■ **GIVEN EXERCISE**: Present every line of the entries below as a numbered list. Drop the blank lines and leave the pictures out.

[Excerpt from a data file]
● ● ●

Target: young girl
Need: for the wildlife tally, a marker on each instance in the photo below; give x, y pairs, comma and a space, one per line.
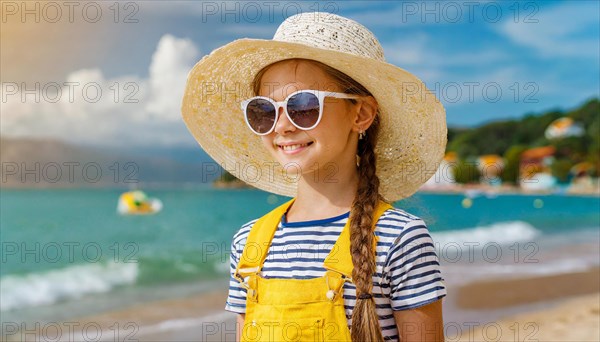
325, 120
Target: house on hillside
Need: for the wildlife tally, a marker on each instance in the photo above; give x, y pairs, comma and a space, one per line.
490, 166
534, 168
563, 128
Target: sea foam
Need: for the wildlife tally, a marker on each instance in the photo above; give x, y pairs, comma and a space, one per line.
34, 289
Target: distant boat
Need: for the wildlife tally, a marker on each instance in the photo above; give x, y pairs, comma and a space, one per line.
138, 203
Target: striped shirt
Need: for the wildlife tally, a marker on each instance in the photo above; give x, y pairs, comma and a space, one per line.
407, 274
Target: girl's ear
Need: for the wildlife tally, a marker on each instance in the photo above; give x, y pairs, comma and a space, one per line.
366, 109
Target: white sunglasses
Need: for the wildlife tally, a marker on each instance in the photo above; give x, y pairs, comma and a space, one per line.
304, 109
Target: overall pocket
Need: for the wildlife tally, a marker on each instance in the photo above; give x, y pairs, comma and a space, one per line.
291, 330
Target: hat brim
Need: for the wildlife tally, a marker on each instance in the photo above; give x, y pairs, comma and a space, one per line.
412, 136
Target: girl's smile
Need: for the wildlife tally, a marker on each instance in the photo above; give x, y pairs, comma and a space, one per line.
330, 141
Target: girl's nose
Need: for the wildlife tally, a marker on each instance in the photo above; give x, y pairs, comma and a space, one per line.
283, 124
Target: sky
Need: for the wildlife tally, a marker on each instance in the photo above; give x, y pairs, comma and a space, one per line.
113, 73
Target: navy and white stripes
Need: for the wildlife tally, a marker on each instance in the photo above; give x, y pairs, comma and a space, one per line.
407, 273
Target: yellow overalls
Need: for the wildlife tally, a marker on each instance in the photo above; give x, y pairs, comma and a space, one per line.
295, 309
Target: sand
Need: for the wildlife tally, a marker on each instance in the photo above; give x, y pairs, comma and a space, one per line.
563, 307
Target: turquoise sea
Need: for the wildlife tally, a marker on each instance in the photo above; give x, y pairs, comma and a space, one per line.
66, 251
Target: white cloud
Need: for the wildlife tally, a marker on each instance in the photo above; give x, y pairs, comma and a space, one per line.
88, 108
170, 65
566, 30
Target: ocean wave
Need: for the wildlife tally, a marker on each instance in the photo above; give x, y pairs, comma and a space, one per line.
501, 233
34, 289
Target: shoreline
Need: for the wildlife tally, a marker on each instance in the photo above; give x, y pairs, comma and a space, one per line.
468, 309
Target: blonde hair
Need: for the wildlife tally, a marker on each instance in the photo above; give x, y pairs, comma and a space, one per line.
365, 322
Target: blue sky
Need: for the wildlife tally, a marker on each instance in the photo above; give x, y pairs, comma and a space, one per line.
485, 60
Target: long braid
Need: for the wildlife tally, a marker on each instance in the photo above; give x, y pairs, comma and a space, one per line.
365, 322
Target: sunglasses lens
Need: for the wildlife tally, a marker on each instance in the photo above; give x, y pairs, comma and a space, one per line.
303, 109
261, 115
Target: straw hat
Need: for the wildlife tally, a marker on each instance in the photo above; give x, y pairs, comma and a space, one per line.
412, 136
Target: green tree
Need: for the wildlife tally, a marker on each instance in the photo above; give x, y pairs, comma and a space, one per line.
512, 158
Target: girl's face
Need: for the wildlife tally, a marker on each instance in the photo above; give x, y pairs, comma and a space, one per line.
332, 144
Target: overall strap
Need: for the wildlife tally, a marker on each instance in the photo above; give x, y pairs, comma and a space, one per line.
258, 242
340, 259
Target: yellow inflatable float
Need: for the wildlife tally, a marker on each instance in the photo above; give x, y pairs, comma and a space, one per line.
138, 203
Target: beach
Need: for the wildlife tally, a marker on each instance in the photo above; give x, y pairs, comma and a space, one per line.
516, 267
564, 307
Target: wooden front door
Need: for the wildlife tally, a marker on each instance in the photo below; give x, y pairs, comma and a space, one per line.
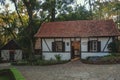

● ● ●

■ **EXERCISE SOLUTION**:
1. Target: young girl
2. Need: for the wildlife tally, a marker on each instance in the photo below; give x, y pairs, comma and a space, one per line.
3. 325, 120
4. Target: house on hillside
5. Need: for the wildlife tally, a marker on each instance in the photo above; give x, y pairs, comma and a space, one per line.
6. 490, 166
7. 534, 168
8. 563, 128
9. Target: sea foam
10. Need: for the wildlife tally, a marker on each instance in the photo above; give x, y pairs, comma and a space, one per line.
11. 34, 289
12. Target: distant boat
13. Need: for the wildlife tally, a marker on each instance in the photo above; give x, y pairs, comma and a space, one per line.
14. 138, 203
15. Target: striped shirt
16. Need: for the wildlife tally, a marker on each instance in the photo above; give x, y pairs, comma and a space, one per line.
17. 407, 274
18. Target: girl's ear
19. Need: for the wildlife tally, a marker on each instance in the photo above; give x, y pairs, comma and a space, one per line.
20. 366, 109
21. Target: white sunglasses
22. Need: for the wildlife tally, a marker on each instance in the photo above; give x, y pairs, comma and a space, one per line.
23. 304, 109
24. Target: overall pocket
25. Need: for the wildlife tally, a marker on each instance in the photo above; give x, y pairs, comma and a space, one per line.
26. 291, 330
27. Target: hat brim
28. Need: for the wildlife tally, a marker on each instance in the photo above; give x, y pairs, comma and a space, one per line.
29. 412, 136
30. Target: girl's smile
31. Need: for the wildlife tally, a marker on each instance in the photo above; give x, y pairs, comma and a space, one per line.
32. 330, 141
33. Target: girl's nose
34. Need: for the wildlife tally, a marker on each instance in the photo above; give x, y pairs, comma and a space, one per line.
35. 283, 124
36. Target: sky
37. Need: for the wildlife tally, a marker on each instance in the photo above; give x, y pairs, comma and a space, one per line.
38. 113, 73
39. Target: navy and white stripes
40. Need: for the wildlife tally, a marker on each instance in the photo above; give x, y pairs, comma and a space, one per line.
41. 407, 273
42. Target: yellow overalls
43. Need: for the wildlife tally, a marker on each instance in the photo above; give x, y pairs, comma and a space, one per line.
44. 295, 309
45. Target: sand
46. Need: for the wildlife tally, a marker on each instance in the photo above; give x, y pairs, comma and a space, one per line.
47. 563, 307
48. Target: turquoise sea
49. Need: for the wildlife tally, a marker on each instance in the photo above; give x, y pairs, comma and a space, one per line.
50. 66, 251
51. Target: white cloud
52. Need: for the wildlife tally, a marker on each instance in the photo above; give x, y pairs, comma and a space, one per line.
53. 88, 108
54. 170, 65
55. 566, 30
56. Target: ocean wave
57. Need: for the wildlife tally, a marker on each instance in the photo above; give x, y pairs, comma and a space, one per line.
58. 501, 233
59. 34, 289
60. Target: shoreline
61. Need: for the wildlife tally, a marker on each instance in the photo above; give x, y pairs, comma and a space, one per line.
62. 468, 309
63. Target: blonde hair
64. Need: for the wildlife tally, a marker on each instance in the photo above; give x, y pairs, comma and a space, one per line.
65. 365, 322
66. Target: blue sky
67. Need: for the wildlife tally, a marker on each instance in the photo above; give x, y pairs, comma and a space, one per line.
68. 485, 60
69. Target: long braid
70. Need: for the wildlife tally, a marker on each instance in the photo above; give x, y pairs, comma and a space, one per line.
71. 365, 322
72. Target: sunglasses lens
73. Need: for the wildlife tally, a marker on each instance in the photo above; give x, y pairs, comma and a space, one per line.
74. 303, 109
75. 261, 115
76. Target: straw hat
77. Need: for the wildlife tally, a marker on each instance in the photo above; give x, y pairs, comma and a space, one per line.
78. 412, 136
79. Target: green tree
80. Need: for the wildlife tally, a marker on each instance in the photo above; give x, y pairs, comma and a space, one per line.
81. 512, 158
82. Target: girl's face
83. Need: for the wildlife tally, a marker on each instance in the photo above; give x, y pairs, comma and a space, one per line.
84. 332, 144
85. Target: overall strap
86. Need: for the wildlife tally, a marker on each instance in the photo above; give x, y pairs, comma and a space, one per line.
87. 258, 242
88. 340, 259
89. Target: yellow inflatable float
90. Need: for the wildlife tally, a marker on each instance in the photo above; give x, y pairs, comma and a space, one per line.
91. 138, 203
92. Target: beach
93. Need: for the wildlife tally, a marker on each instance in the photo above; give x, y pairs, comma and a space, one per line.
94. 516, 267
95. 564, 307
96. Target: wooden front door
97. Need: for the wildlife tally, a marker on each instance in the photo below; give x, y pairs, comma and a space, one per line.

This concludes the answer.